Required work => Repeat the following lines exactly and nothing else: the line containing "Mark a point on each instance of the dress" and each line after it through the end of the listing.

Coordinate annotation records
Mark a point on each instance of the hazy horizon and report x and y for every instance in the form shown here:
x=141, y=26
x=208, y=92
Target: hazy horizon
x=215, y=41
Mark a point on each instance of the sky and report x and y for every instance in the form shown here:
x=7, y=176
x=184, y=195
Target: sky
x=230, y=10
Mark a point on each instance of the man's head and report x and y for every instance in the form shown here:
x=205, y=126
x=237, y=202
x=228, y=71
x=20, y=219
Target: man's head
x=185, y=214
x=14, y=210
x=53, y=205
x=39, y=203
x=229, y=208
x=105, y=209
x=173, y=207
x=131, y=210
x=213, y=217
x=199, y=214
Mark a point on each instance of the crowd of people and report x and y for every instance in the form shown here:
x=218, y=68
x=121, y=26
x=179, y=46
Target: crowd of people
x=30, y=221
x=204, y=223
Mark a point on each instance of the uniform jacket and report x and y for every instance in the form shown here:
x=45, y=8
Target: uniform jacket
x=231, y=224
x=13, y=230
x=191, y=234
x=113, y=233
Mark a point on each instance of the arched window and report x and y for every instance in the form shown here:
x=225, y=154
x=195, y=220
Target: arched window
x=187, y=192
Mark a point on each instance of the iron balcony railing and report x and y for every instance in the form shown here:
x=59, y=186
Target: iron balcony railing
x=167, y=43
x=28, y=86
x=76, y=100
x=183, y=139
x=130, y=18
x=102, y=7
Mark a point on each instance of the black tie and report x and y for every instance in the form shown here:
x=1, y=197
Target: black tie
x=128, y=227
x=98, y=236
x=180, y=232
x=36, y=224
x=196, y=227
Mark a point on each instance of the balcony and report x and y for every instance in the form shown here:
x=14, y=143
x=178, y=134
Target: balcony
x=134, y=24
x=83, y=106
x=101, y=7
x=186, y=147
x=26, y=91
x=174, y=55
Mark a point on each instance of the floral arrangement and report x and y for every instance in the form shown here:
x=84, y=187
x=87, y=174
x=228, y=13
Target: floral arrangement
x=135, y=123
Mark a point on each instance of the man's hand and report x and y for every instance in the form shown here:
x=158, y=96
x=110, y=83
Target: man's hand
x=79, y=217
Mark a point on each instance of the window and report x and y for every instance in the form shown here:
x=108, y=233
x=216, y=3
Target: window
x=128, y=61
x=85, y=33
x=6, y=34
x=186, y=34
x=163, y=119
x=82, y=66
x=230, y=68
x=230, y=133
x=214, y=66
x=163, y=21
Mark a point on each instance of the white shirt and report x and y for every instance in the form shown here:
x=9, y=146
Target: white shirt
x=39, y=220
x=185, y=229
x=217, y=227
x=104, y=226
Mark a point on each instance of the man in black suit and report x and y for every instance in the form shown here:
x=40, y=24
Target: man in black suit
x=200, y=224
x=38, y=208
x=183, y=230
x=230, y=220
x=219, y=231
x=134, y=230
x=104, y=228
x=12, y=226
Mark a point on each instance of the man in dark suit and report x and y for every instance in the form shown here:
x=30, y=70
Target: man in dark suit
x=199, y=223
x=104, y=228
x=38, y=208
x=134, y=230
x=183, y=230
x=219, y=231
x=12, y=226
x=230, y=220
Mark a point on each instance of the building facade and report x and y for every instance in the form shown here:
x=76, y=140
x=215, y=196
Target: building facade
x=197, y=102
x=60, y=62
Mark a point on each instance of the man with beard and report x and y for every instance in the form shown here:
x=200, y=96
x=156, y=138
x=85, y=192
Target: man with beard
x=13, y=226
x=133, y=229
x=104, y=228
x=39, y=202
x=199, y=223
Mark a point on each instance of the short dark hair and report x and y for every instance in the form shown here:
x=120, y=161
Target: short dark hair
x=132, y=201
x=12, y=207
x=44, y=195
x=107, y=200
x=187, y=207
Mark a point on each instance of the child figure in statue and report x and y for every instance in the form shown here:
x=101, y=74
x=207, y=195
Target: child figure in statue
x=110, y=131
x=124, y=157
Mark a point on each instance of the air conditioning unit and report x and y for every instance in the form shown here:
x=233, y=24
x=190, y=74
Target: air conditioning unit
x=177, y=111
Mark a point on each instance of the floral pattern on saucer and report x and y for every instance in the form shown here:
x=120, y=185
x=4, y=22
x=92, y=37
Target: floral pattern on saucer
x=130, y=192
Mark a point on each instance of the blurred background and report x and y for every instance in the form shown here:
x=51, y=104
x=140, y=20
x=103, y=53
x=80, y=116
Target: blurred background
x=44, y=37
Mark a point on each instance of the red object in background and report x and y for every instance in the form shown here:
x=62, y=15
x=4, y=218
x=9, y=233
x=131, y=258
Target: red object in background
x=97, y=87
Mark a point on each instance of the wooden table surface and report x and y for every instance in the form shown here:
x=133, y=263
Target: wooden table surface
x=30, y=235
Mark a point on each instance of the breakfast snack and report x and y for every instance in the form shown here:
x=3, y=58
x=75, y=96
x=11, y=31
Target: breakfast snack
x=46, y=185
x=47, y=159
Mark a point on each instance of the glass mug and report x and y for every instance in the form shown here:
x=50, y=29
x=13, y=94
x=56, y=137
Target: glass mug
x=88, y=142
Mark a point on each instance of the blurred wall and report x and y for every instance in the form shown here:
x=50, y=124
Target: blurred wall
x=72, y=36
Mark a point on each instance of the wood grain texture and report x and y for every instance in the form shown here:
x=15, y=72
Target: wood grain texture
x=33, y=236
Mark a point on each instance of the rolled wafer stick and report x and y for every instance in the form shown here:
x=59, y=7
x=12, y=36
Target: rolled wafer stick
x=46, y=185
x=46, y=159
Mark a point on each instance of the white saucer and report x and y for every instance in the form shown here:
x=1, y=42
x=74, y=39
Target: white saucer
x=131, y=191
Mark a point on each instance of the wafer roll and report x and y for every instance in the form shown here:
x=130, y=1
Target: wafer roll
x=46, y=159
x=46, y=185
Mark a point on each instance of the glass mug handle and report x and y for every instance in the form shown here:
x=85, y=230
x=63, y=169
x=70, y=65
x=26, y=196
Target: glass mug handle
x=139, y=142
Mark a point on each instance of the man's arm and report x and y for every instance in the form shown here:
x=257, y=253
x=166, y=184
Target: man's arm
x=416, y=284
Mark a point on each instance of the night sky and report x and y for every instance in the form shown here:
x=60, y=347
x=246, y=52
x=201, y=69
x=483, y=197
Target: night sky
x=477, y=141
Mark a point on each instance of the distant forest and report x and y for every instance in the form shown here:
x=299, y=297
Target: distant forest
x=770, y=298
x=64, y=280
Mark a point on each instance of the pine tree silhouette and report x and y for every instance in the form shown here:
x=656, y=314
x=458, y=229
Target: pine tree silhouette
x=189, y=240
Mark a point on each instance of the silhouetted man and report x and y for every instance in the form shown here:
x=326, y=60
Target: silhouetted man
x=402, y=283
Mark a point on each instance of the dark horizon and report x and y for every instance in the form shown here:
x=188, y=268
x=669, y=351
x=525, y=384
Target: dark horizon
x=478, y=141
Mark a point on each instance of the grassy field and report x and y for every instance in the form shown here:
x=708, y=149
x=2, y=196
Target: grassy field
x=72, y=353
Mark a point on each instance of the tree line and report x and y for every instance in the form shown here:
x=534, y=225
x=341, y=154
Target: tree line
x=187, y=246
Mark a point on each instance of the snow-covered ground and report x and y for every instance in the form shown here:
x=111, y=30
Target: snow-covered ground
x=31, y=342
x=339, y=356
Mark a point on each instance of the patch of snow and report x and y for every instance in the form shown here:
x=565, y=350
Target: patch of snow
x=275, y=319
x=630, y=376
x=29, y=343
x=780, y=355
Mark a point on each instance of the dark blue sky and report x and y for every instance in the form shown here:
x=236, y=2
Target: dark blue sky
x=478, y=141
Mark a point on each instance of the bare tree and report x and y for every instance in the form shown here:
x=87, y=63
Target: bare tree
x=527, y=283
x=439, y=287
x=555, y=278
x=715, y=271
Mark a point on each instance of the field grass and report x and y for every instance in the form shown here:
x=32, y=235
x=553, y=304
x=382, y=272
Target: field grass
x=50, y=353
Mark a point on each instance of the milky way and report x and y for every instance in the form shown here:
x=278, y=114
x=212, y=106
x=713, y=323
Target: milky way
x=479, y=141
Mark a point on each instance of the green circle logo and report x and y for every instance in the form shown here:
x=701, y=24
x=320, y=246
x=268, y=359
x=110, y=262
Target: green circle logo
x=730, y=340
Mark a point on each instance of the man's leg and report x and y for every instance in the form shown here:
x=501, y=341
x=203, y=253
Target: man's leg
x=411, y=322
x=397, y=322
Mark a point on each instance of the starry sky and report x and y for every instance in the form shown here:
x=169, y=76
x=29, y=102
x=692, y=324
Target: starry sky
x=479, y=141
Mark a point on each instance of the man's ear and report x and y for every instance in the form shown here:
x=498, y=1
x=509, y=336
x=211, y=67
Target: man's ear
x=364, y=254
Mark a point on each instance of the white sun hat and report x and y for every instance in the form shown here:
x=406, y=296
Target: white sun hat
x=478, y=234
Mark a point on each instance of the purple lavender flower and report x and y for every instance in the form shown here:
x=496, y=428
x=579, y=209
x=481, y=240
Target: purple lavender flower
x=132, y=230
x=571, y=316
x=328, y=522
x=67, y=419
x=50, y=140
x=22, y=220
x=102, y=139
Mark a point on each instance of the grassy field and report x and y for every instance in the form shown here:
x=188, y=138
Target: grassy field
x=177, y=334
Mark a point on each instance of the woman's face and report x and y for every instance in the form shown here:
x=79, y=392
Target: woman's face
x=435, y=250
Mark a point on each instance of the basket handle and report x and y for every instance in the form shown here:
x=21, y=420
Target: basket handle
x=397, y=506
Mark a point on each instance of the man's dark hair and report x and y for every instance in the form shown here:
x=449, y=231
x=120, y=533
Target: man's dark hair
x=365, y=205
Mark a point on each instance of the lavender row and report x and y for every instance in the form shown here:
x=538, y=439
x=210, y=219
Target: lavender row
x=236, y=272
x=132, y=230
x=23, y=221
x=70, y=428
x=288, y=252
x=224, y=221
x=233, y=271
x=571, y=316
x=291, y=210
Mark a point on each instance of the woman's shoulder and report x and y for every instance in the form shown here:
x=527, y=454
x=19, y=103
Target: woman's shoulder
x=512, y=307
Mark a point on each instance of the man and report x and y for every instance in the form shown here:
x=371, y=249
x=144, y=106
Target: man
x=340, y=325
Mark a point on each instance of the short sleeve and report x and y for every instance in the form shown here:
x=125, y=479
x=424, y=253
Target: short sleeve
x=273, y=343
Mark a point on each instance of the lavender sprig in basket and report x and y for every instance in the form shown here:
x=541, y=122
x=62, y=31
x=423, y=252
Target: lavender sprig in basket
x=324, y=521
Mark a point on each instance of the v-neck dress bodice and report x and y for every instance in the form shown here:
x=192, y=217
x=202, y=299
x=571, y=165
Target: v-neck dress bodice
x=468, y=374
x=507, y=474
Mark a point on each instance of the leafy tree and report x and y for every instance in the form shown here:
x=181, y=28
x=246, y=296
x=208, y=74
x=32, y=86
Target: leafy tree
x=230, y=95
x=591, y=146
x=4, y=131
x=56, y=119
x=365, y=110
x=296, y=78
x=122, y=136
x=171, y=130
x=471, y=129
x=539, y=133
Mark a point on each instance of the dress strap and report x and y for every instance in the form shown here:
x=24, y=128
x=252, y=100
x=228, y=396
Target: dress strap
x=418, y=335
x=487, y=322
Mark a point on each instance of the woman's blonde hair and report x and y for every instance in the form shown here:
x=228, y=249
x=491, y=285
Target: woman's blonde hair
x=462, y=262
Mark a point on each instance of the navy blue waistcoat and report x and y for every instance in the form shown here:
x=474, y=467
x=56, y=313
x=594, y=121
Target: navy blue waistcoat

Answer for this exercise =>
Mark a point on each instance of the dress strap and report x and y for every instance in the form shown here:
x=24, y=128
x=252, y=100
x=228, y=396
Target: dress strap
x=418, y=335
x=487, y=322
Mark a point on each instance of the woman's blonde hair and report x and y for every instance in the form shown here:
x=228, y=249
x=491, y=285
Target: woman's blonde hair
x=462, y=262
Mark a point on each instance of the navy blue waistcoat and report x and y for every instance in the form shown here:
x=474, y=467
x=56, y=313
x=594, y=121
Target: navy blue waistcoat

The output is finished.